** Opening SUPPLIED DATA block **

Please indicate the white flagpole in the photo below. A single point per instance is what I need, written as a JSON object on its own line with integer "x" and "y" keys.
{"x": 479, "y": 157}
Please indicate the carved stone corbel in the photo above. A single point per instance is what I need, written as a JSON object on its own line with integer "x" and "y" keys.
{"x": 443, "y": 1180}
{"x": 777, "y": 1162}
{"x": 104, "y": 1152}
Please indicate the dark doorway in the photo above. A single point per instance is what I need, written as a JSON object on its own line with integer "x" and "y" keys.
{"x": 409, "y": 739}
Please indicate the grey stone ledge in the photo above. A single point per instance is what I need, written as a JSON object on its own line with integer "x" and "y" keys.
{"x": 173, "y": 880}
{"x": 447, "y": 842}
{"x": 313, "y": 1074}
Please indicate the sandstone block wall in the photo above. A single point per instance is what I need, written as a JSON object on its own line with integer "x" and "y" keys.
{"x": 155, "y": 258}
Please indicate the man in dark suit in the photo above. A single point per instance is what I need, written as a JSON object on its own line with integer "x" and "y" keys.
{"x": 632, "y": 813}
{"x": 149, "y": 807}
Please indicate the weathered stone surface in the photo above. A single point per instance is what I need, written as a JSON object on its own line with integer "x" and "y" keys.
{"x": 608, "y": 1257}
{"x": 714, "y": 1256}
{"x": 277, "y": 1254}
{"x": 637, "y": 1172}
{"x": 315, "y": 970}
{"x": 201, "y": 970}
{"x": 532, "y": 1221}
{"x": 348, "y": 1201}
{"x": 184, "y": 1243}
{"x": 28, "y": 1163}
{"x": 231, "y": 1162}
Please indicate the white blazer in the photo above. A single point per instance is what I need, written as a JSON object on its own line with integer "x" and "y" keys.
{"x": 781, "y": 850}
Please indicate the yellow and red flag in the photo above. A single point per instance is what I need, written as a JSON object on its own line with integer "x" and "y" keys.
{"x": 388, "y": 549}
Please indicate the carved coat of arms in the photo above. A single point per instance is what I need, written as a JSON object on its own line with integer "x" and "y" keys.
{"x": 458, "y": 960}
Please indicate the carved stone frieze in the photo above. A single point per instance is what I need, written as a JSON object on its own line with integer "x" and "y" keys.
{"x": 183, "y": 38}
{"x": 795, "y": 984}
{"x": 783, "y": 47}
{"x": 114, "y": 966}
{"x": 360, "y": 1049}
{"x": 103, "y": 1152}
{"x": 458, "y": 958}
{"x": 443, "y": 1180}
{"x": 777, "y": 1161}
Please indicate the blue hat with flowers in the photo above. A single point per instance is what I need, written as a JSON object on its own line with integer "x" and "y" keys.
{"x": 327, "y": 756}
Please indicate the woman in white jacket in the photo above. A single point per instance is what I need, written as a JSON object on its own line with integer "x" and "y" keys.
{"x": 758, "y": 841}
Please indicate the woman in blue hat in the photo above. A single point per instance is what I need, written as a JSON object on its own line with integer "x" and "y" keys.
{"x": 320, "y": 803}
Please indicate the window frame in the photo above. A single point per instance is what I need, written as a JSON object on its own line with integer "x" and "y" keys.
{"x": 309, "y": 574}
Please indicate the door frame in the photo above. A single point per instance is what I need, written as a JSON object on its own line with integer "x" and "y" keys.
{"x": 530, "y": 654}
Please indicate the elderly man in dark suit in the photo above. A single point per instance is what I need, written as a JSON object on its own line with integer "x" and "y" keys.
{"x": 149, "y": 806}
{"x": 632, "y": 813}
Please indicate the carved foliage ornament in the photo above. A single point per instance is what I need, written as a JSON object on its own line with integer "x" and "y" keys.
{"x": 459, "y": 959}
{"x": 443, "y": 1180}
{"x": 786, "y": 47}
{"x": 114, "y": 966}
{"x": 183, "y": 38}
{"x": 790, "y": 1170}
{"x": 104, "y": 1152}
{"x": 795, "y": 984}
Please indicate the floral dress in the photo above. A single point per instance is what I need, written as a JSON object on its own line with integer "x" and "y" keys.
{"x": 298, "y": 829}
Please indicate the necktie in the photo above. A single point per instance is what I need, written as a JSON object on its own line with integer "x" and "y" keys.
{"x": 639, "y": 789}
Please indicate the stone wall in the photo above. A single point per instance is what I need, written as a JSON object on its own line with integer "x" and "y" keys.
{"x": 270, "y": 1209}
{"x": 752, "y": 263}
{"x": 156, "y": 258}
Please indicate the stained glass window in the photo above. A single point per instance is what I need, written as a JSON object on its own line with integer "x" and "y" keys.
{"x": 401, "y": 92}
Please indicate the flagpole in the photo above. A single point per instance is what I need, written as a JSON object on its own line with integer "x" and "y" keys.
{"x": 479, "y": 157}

** Closing SUPPLIED DATA block **

## WHAT NEEDS TO BE DONE:
Without skipping a line, print the listing once more exactly.

## TASK SOLUTION:
Please indicate the white flagpole in the photo below. A single point per instance is what I need, written as a JSON object on its own line with integer "x" and "y" keys.
{"x": 479, "y": 157}
Please indicate the carved stone corbel in the photo above. A single point per instance is what I need, written as a JSON object on its own line with integer "x" and "y" keys.
{"x": 443, "y": 1180}
{"x": 777, "y": 1162}
{"x": 104, "y": 1152}
Please indicate the dark doorway in the photo above. A single point per instance is what I need, written as a JSON object on its own line with integer "x" and "y" keys.
{"x": 409, "y": 739}
Please indicate the grey stone ledge in the photo above. A single point per instance is what I need, written as a JSON object on its own line with integer "x" and "y" keys.
{"x": 173, "y": 880}
{"x": 447, "y": 842}
{"x": 313, "y": 1074}
Please indicate the sandstone block wall in the photo above. A single point per instance is what I need, written as a JSON object on its own line with integer "x" and "y" keys.
{"x": 155, "y": 258}
Please indicate the man in dark suit in the photo above. A single point per instance is what I need, written as a JSON object on its own line with integer "x" and "y" keys.
{"x": 632, "y": 813}
{"x": 149, "y": 807}
Please indicate the weathered stone surface in the photo above. A single point per instance is what I need, written as a JSON object on its own line with integer "x" and "y" keys.
{"x": 608, "y": 1257}
{"x": 714, "y": 1256}
{"x": 277, "y": 1254}
{"x": 637, "y": 1172}
{"x": 315, "y": 970}
{"x": 201, "y": 970}
{"x": 532, "y": 1221}
{"x": 348, "y": 1201}
{"x": 184, "y": 1243}
{"x": 28, "y": 1163}
{"x": 231, "y": 1162}
Please indicate the white blazer in the photo above. A single point per instance is what I need, written as a JSON object on its own line with integer "x" and "y" keys.
{"x": 781, "y": 850}
Please indicate the yellow and red flag in the photo above. A single point per instance is what I need, written as a JSON object on its own line with integer "x" and "y" keys.
{"x": 388, "y": 549}
Please indicate the carved coat of arms in the photo above. A single point per instance is what I need, written as a JSON object on its own line with integer "x" and "y" keys.
{"x": 458, "y": 960}
Please indicate the carved stone frieze in the photo above. A single point per instance is what I need, written as a JSON object on its own line with integer "x" and "y" keys.
{"x": 183, "y": 38}
{"x": 795, "y": 984}
{"x": 783, "y": 47}
{"x": 114, "y": 966}
{"x": 360, "y": 1049}
{"x": 103, "y": 1152}
{"x": 458, "y": 958}
{"x": 443, "y": 1180}
{"x": 777, "y": 1161}
Please indicate the blue hat with flowers in the photo above. A single point per instance is what I need, written as a JSON object on its own line with integer "x" and "y" keys.
{"x": 327, "y": 756}
Please indicate the woman in white jacket in the photo above. A single point per instance is what I need, written as a JSON object on its own line with integer "x" and "y" keys.
{"x": 758, "y": 841}
Please indicate the woman in blue hat in the photo above. A single point per instance is what I need, written as a JSON object on its own line with integer "x" and "y" keys.
{"x": 320, "y": 803}
Please indicate the window frame in the photo above. A single point per instance is what I need, written as a JSON object on its own line with integer "x" and "y" keys.
{"x": 309, "y": 574}
Please indicate the door frame in the photo above. A single point per instance is what I need, written as a JSON object on its own line with integer "x" and "y" keys.
{"x": 530, "y": 654}
Please indicate the elderly man in dark suit in the photo above. A single point per instance is what I need, written as a JSON object on its own line with integer "x" and "y" keys.
{"x": 149, "y": 806}
{"x": 632, "y": 813}
Please indicate the carved foliage ornament in the photo above. A single point per instance is what I need, written as a JSON object on its own line with integer "x" and "y" keys.
{"x": 459, "y": 959}
{"x": 443, "y": 1180}
{"x": 786, "y": 47}
{"x": 114, "y": 966}
{"x": 183, "y": 38}
{"x": 790, "y": 1170}
{"x": 104, "y": 1152}
{"x": 795, "y": 984}
Please indicate the floral dress in the photo above. A single point per instance is what I need, written as a JSON object on its own line with integer "x" and "y" keys.
{"x": 298, "y": 829}
Please indicate the necktie in the photo above. A single point per instance is what I need, written as a JSON object on its own line with integer "x" and "y" keys.
{"x": 639, "y": 789}
Please indicate the stone wall in the photo above. A single point per instance is what I need, written as a JSON object on its own line with integer "x" and "y" keys.
{"x": 270, "y": 1209}
{"x": 752, "y": 263}
{"x": 156, "y": 258}
Please indicate the stained glass window in the photo above. A single point per instance is what I need, written as a JSON object on its own line with integer "x" and "y" keys.
{"x": 401, "y": 92}
Please indicate the flagpole in the photo above. A single point per instance is what I need, written as a JSON object on its own line with integer "x" and "y" keys.
{"x": 479, "y": 157}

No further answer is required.